+++ Entries +++
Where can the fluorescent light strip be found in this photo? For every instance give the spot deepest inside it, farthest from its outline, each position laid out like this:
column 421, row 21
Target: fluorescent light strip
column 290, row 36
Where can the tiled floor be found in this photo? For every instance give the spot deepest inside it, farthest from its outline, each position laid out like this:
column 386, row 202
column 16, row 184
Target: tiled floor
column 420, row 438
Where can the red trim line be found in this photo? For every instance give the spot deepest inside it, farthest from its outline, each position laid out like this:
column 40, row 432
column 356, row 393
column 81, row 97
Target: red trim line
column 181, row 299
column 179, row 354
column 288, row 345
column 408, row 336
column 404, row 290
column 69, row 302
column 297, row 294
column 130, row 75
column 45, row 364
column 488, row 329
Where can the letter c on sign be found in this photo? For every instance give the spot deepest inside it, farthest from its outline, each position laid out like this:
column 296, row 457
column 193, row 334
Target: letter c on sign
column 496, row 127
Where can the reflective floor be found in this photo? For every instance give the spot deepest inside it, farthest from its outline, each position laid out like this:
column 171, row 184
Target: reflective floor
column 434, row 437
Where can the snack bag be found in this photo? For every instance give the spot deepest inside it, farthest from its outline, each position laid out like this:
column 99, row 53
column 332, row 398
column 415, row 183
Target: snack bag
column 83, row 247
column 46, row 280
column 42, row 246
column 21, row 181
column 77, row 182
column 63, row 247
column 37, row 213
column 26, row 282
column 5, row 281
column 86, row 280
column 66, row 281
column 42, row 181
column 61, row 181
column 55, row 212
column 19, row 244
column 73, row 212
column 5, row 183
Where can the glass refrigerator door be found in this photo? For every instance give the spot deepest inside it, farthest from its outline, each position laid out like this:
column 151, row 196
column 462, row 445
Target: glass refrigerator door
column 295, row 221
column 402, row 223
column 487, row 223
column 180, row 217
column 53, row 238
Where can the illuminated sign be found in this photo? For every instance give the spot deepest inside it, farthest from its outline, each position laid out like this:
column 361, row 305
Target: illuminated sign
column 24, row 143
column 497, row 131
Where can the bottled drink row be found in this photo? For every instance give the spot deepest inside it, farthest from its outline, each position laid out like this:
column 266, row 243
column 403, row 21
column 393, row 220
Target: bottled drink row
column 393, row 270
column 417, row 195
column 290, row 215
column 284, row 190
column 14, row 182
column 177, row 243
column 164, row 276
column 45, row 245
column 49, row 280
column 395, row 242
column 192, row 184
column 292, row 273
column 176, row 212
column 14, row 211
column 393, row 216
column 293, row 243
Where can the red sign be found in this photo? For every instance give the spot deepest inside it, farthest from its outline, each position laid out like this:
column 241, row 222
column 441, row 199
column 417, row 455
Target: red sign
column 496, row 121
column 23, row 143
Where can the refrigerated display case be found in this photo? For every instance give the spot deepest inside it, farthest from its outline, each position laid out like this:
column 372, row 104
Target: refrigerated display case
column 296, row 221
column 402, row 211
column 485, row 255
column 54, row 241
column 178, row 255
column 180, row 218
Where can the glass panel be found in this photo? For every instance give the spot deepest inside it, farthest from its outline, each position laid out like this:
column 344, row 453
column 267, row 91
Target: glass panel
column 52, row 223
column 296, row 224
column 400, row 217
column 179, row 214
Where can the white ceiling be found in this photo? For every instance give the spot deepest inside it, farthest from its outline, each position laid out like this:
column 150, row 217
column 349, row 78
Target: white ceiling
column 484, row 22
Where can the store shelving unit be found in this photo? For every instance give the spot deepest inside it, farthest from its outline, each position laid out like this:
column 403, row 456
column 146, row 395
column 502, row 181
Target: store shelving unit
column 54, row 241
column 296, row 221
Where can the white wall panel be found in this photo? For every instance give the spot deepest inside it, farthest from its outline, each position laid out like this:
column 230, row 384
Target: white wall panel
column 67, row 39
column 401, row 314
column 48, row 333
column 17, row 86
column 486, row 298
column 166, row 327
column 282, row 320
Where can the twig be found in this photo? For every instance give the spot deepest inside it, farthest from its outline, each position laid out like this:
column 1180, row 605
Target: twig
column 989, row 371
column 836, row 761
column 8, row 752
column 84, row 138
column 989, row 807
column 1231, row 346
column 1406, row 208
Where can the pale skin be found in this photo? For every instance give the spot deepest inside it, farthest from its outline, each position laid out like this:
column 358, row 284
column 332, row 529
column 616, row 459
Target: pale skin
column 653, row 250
+++
— What is needed —
Could you change "red trim line" to "red border stripe" in the stretch from the start of the data through the line containing "column 488, row 329", then give back only those lines with everything else left as it is?

— Solution —
Where can the fluorescent light strip be found in this photo? For every instance give the spot deepest inside it, farthest from its outline, each position laid out like this:
column 421, row 21
Target: fluorescent light strip
column 290, row 36
Where can the tiled floor be found in this photo? For every instance give the spot deepest inside it, farthest from its outline, each position laid out like this:
column 386, row 202
column 16, row 184
Target: tiled floor
column 420, row 438
Where can the red border stripe be found in this photo? For every instance give the spot deepest inside it, farthest from its outline, each position laid out like this:
column 40, row 432
column 356, row 393
column 81, row 97
Target: red border stripe
column 181, row 299
column 179, row 354
column 288, row 345
column 408, row 336
column 404, row 290
column 69, row 302
column 297, row 294
column 130, row 75
column 45, row 364
column 488, row 329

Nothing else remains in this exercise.